> [WHAT TO WORK ON] Your answer should be the lines below from the one with "Target: green t-shirt" to the one with "Identify the position of each instance of the blue door", both included, given again exactly and with nothing added.

> [EXTRACTED DATA]

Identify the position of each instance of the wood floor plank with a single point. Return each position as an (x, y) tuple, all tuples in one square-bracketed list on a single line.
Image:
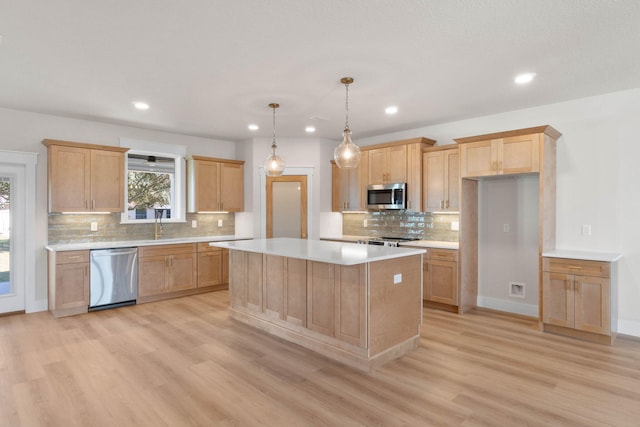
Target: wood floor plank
[(184, 362)]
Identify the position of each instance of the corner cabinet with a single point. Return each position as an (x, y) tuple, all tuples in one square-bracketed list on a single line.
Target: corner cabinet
[(347, 189), (577, 298), (214, 185), (441, 179), (85, 177)]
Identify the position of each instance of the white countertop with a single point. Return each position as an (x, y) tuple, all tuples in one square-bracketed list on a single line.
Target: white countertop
[(415, 243), (586, 255), (131, 243), (320, 250)]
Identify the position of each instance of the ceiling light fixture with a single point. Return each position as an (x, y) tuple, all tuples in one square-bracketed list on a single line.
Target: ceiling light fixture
[(524, 78), (273, 164), (347, 154), (141, 105)]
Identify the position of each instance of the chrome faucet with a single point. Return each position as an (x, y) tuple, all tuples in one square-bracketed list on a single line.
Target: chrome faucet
[(157, 227)]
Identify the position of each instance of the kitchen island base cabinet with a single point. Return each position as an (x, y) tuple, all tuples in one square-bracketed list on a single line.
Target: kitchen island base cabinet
[(362, 315)]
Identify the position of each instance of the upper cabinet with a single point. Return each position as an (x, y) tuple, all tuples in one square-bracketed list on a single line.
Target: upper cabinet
[(441, 179), (85, 177), (347, 189), (215, 184), (512, 152)]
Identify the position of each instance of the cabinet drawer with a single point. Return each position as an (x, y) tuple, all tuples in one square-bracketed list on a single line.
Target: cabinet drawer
[(205, 247), (69, 257), (576, 266), (442, 254), (165, 250)]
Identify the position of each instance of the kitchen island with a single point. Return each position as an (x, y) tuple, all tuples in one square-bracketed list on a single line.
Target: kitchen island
[(358, 304)]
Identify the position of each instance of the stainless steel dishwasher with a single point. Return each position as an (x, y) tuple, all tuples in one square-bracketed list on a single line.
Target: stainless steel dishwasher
[(114, 278)]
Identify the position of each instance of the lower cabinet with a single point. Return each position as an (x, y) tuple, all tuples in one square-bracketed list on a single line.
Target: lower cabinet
[(440, 277), (165, 269), (577, 298), (68, 282), (213, 267)]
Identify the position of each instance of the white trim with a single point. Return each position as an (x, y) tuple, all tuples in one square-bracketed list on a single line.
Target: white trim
[(508, 306), (263, 197), (29, 161), (629, 327)]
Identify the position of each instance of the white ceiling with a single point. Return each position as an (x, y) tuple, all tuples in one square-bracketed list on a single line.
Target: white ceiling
[(210, 67)]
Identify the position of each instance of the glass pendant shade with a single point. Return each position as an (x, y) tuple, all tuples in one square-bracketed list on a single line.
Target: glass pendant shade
[(347, 154), (273, 164)]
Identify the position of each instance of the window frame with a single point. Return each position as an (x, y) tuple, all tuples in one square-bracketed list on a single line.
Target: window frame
[(178, 208)]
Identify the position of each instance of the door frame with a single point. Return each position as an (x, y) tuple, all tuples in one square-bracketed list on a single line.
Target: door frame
[(302, 179), (23, 225), (309, 173)]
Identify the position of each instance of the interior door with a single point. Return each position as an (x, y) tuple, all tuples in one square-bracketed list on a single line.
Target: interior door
[(287, 206)]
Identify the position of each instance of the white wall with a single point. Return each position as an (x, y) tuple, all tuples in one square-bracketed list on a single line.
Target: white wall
[(23, 131), (598, 177)]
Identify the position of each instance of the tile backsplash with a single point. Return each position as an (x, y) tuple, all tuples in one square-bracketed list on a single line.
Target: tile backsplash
[(76, 228), (405, 224)]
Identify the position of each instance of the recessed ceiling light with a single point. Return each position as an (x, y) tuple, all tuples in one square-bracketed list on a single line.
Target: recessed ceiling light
[(141, 105), (524, 78)]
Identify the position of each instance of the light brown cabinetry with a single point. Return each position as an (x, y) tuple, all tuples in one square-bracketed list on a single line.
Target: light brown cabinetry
[(440, 276), (68, 282), (500, 156), (212, 272), (347, 189), (577, 298), (441, 179), (85, 177), (214, 185), (166, 269)]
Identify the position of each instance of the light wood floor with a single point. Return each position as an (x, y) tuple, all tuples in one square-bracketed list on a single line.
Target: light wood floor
[(183, 362)]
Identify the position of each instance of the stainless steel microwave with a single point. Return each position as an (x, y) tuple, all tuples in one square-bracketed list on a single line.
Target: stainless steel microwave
[(387, 196)]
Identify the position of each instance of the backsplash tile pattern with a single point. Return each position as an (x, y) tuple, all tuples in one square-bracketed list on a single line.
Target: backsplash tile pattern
[(404, 224), (67, 228)]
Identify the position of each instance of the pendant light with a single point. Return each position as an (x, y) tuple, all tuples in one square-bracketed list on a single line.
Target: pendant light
[(347, 154), (273, 164)]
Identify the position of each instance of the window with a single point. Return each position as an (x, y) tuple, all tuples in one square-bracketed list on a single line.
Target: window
[(154, 183)]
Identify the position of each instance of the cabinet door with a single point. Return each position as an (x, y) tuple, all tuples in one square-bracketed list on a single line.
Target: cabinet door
[(433, 181), (519, 154), (377, 173), (452, 180), (232, 187), (210, 268), (441, 282), (397, 164), (72, 285), (207, 186), (181, 272), (350, 304), (478, 159), (152, 275), (592, 305), (69, 179), (321, 297), (558, 297)]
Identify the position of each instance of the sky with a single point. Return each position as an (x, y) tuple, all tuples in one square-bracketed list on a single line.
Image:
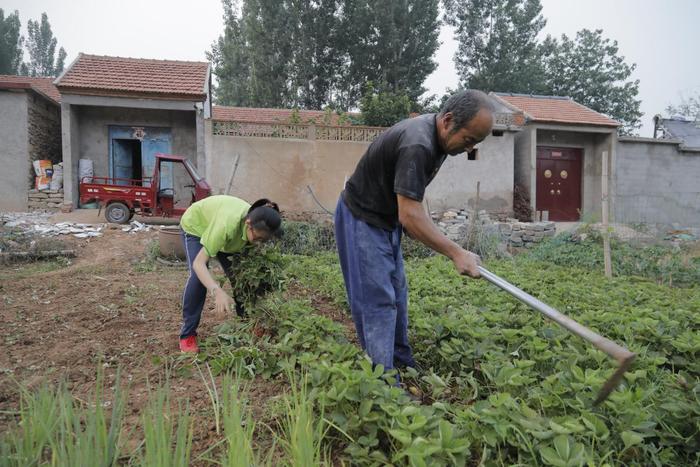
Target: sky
[(662, 38)]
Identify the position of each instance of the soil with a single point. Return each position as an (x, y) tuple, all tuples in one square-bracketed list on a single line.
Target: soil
[(108, 309)]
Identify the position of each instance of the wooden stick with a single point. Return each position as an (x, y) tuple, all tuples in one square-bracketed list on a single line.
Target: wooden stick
[(472, 221), (606, 233), (36, 254)]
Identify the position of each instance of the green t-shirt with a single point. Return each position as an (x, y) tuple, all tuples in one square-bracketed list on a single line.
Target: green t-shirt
[(219, 222)]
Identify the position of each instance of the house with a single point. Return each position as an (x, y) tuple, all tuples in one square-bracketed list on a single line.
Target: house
[(679, 129), (119, 112), (558, 156), (303, 158), (30, 129)]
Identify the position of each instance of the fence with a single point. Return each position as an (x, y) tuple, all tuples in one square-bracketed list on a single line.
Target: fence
[(297, 131), (312, 131)]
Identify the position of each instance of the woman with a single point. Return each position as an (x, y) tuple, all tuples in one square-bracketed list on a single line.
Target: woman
[(216, 227)]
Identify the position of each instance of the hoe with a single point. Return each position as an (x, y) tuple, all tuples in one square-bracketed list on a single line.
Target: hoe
[(623, 356)]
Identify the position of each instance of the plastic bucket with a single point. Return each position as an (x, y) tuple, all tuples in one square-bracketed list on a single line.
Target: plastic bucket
[(170, 242)]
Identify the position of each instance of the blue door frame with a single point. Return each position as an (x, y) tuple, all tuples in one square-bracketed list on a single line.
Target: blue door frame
[(154, 140)]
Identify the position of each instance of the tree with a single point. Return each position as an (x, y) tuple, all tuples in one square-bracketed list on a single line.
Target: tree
[(589, 70), (317, 53), (229, 56), (41, 45), (11, 43), (498, 48), (688, 108), (316, 62), (382, 106), (392, 43)]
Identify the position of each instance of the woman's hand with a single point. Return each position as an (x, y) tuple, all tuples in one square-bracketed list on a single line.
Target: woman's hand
[(223, 301)]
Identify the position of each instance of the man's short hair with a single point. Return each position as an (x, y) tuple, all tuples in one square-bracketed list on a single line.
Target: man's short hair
[(464, 105)]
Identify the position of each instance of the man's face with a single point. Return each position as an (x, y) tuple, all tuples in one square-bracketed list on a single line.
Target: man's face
[(464, 139)]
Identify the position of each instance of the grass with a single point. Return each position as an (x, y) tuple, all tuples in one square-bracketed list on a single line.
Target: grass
[(500, 384), (34, 268)]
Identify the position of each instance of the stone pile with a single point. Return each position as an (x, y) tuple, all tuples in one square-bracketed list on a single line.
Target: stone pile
[(45, 200), (525, 234), (455, 224)]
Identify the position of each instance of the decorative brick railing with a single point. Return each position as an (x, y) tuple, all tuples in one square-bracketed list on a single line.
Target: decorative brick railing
[(310, 131), (297, 131)]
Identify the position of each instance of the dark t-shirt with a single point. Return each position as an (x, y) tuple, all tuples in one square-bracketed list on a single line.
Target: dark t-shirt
[(402, 160)]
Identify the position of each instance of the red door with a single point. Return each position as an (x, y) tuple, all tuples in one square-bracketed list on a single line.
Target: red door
[(559, 182)]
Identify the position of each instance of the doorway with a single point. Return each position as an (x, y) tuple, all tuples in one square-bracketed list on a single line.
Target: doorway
[(126, 160), (132, 154), (559, 182)]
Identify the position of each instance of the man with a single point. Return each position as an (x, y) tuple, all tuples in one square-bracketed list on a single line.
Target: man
[(384, 195)]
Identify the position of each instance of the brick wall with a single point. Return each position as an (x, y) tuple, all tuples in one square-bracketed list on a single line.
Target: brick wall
[(44, 131)]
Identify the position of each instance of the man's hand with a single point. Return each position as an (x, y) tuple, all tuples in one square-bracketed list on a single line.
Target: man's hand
[(467, 263), (223, 301)]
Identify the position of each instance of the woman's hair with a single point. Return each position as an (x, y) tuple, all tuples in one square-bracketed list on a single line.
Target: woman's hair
[(264, 215)]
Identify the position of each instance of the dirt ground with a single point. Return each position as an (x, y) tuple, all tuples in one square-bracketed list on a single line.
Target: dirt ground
[(105, 309)]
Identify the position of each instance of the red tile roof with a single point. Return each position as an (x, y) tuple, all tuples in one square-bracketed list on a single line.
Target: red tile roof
[(253, 115), (555, 110), (43, 86), (135, 77)]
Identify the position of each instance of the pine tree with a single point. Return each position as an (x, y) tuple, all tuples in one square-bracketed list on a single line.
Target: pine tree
[(498, 48), (41, 45), (589, 70), (11, 43)]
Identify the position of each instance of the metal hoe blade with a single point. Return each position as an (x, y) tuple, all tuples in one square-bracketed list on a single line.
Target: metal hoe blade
[(623, 356)]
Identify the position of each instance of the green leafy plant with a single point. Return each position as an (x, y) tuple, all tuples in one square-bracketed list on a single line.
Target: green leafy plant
[(256, 271)]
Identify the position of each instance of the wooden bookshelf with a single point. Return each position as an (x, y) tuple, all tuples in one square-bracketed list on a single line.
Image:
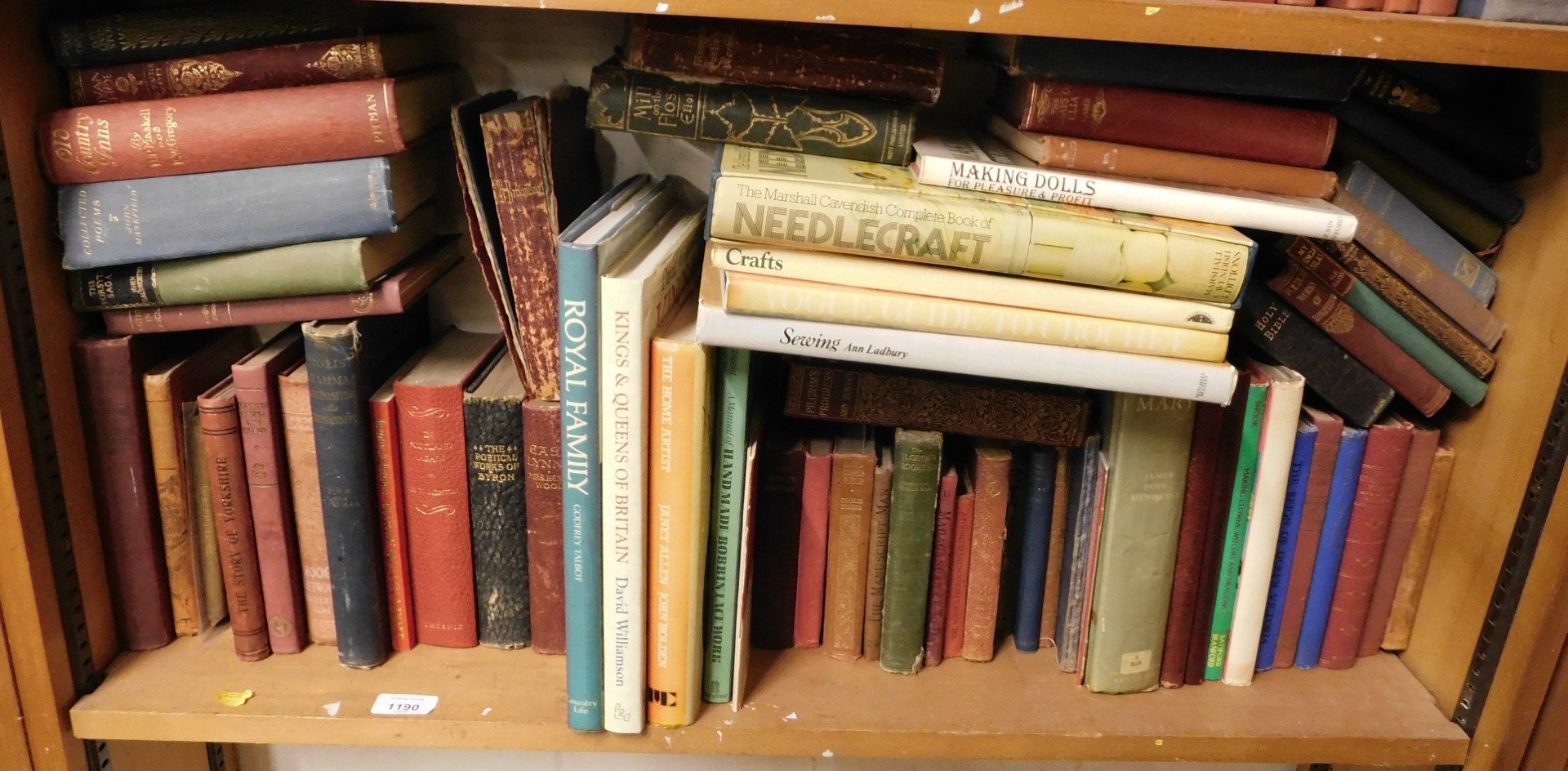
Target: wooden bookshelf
[(800, 704), (1218, 24)]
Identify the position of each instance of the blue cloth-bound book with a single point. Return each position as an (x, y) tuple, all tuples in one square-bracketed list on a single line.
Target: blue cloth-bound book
[(1285, 554), (1332, 546)]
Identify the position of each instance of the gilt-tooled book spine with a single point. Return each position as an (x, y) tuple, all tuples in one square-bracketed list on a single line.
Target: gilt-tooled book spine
[(231, 505), (911, 524), (804, 121), (541, 470), (882, 397), (800, 57), (192, 32)]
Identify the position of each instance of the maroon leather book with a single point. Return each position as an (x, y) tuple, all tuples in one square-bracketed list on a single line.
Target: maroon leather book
[(1230, 447), (1388, 447), (267, 482), (541, 469), (1314, 506), (1191, 542), (1172, 121), (1401, 528), (862, 63), (436, 486), (245, 131), (941, 568), (119, 460), (390, 295), (1368, 344)]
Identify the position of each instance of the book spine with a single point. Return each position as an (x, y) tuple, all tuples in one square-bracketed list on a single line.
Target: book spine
[(1421, 232), (1191, 537), (1363, 341), (1388, 447), (987, 549), (840, 305), (541, 469), (911, 520), (849, 549), (386, 447), (811, 58), (272, 506), (582, 501), (1330, 547), (1401, 533), (305, 486), (644, 102), (1230, 564), (985, 234), (1036, 550), (1286, 549), (274, 66), (1174, 121), (439, 532), (1314, 505), (221, 132), (1413, 576), (242, 576), (518, 149), (811, 557), (1205, 206), (499, 524), (941, 568), (119, 457), (337, 414), (722, 588), (1032, 363), (819, 390)]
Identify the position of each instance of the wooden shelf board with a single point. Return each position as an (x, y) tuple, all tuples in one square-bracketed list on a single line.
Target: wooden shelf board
[(800, 704), (1218, 24)]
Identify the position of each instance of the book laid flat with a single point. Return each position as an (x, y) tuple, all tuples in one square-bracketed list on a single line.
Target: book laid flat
[(190, 215), (768, 118), (985, 165), (935, 281), (392, 293), (311, 63), (1148, 443), (852, 207), (242, 131), (802, 57), (882, 395), (1172, 121), (306, 269), (1131, 160)]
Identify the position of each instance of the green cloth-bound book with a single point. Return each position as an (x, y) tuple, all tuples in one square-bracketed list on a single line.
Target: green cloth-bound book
[(911, 522)]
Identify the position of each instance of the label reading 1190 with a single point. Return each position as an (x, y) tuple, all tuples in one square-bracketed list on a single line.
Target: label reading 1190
[(403, 704)]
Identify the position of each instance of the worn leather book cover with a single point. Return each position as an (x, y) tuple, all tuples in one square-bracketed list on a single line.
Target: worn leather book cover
[(1192, 537), (1172, 121), (242, 131), (1401, 532), (267, 483), (1356, 336), (167, 387), (935, 402), (231, 506), (541, 475), (492, 426), (849, 541), (1388, 447), (253, 69), (772, 118), (436, 486), (305, 489), (858, 63)]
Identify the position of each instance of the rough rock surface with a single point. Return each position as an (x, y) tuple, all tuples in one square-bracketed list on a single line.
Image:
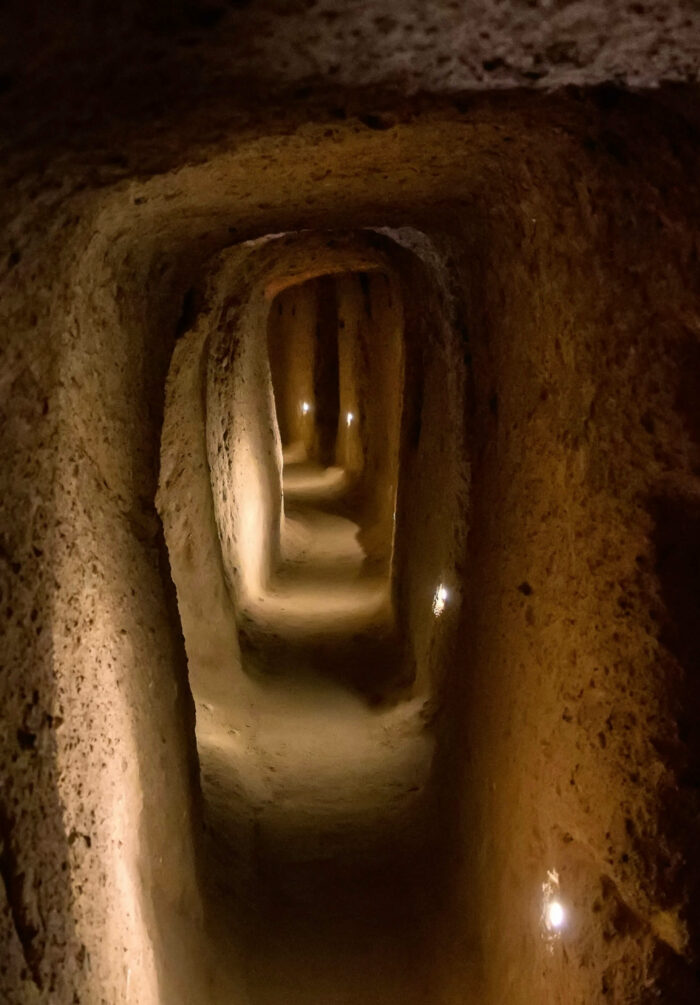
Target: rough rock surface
[(564, 229)]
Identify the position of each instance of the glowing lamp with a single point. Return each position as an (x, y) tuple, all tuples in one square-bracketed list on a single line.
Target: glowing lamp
[(555, 916), (440, 599)]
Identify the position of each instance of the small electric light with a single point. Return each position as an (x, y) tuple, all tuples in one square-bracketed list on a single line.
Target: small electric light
[(553, 913), (555, 916), (440, 600)]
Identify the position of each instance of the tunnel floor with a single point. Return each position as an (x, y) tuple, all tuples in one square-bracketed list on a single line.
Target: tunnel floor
[(316, 799)]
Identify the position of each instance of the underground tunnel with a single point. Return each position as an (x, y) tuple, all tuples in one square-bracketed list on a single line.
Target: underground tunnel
[(350, 548)]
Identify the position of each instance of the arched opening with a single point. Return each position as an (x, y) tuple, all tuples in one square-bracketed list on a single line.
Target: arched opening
[(305, 614)]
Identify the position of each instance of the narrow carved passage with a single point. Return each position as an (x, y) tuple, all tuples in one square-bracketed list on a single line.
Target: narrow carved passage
[(316, 771), (348, 538)]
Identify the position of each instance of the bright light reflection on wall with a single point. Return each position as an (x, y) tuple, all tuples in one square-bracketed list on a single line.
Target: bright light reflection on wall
[(440, 599), (553, 912)]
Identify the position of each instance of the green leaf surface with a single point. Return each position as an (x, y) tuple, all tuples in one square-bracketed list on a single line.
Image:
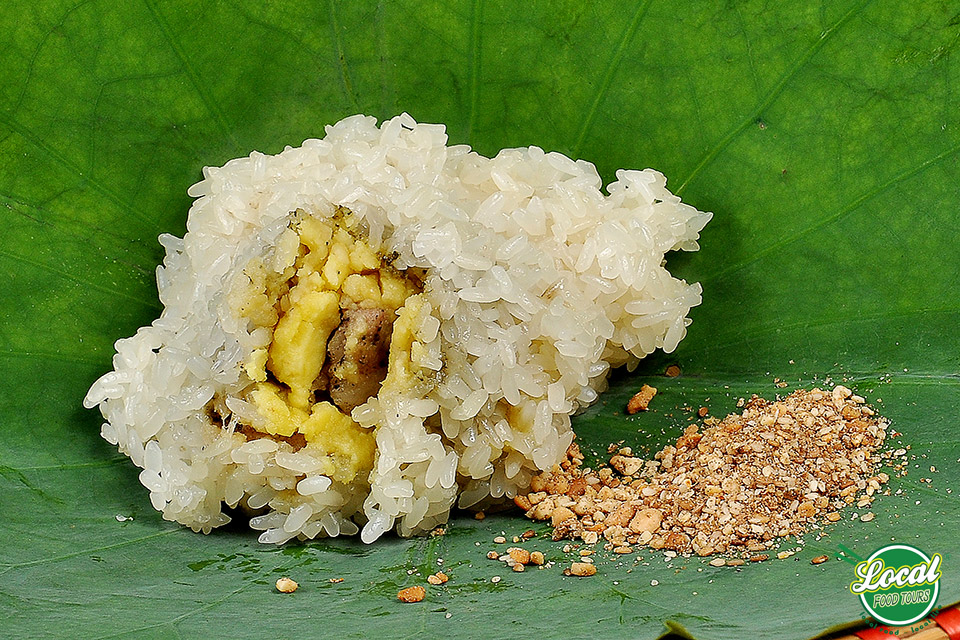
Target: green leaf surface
[(825, 139)]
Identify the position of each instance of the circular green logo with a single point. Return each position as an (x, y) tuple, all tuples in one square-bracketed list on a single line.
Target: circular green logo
[(898, 584)]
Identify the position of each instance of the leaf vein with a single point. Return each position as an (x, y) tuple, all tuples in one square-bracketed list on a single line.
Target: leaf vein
[(338, 49), (476, 48), (67, 276), (32, 138), (772, 96), (625, 38), (212, 107), (836, 215)]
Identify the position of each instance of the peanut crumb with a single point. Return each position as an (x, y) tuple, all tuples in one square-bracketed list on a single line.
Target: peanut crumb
[(415, 593), (772, 471), (286, 585)]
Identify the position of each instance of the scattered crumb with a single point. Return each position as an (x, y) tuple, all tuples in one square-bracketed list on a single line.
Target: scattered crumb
[(740, 483), (641, 400), (286, 585), (415, 593)]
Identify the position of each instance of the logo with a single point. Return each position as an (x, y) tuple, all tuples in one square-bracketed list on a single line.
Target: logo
[(899, 584)]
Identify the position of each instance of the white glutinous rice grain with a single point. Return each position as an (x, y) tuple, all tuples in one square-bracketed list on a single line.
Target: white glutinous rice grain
[(517, 284)]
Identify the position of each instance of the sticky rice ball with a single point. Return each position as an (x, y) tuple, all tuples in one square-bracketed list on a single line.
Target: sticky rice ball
[(364, 331)]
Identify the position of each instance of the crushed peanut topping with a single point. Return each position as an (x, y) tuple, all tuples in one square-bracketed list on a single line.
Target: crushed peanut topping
[(737, 486), (641, 400)]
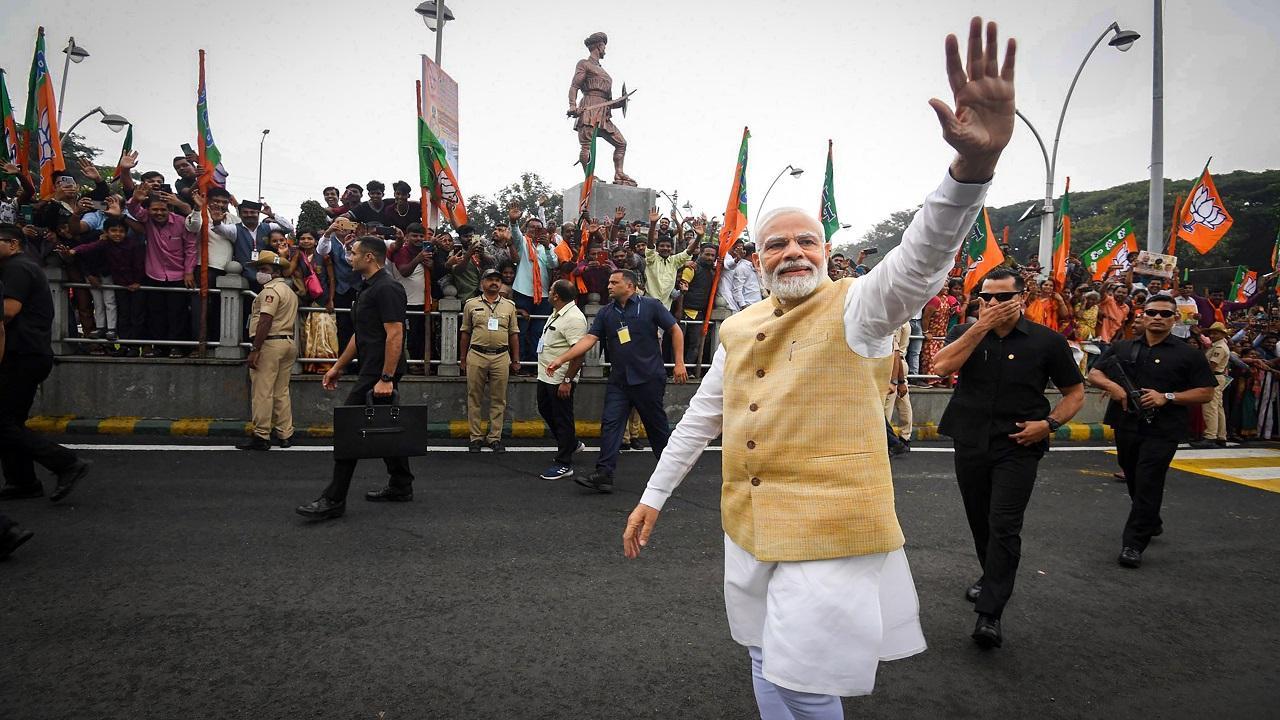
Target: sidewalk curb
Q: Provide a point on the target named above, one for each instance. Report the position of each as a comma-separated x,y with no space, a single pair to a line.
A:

> [OUTPUT FOR THIS EXERCISE]
Target: green t-shirt
[(219, 222)]
Identify the position of each instance of the house with a single point. Return each position as an (x, y) tuple, all tuples in one square-bracketed list on a single line.
Target: house
[(679, 129), (119, 112), (558, 156), (303, 158), (30, 129)]
Identify the position of each instance of the fence with a single point. Return each position as an (x, y) tuple, all tuples in one square-bracketed list on a single line.
Target: fence
[(297, 131), (312, 131)]
Identify the position of each instance of the woman with a single point. Return each position as an (x, y) tuple, all tuples in one square-bracketed list on a single line.
Target: woman
[(216, 227)]
Identify the position of each instance of the hoe with a single point. Return each position as an (x, y) tuple, all tuples in one square-bracketed list on a single line.
Target: hoe
[(623, 356)]
Identify the position of each instance of the plastic bucket with a single point. Return each position as an (x, y) tuple, all tuples in one square-bracketed list on a single line.
Target: plastic bucket
[(170, 242)]
Identify the position of each instance of the blue door frame with a single point. Return each position as an (x, y) tuple, all tuples in one square-bracketed list on a single line.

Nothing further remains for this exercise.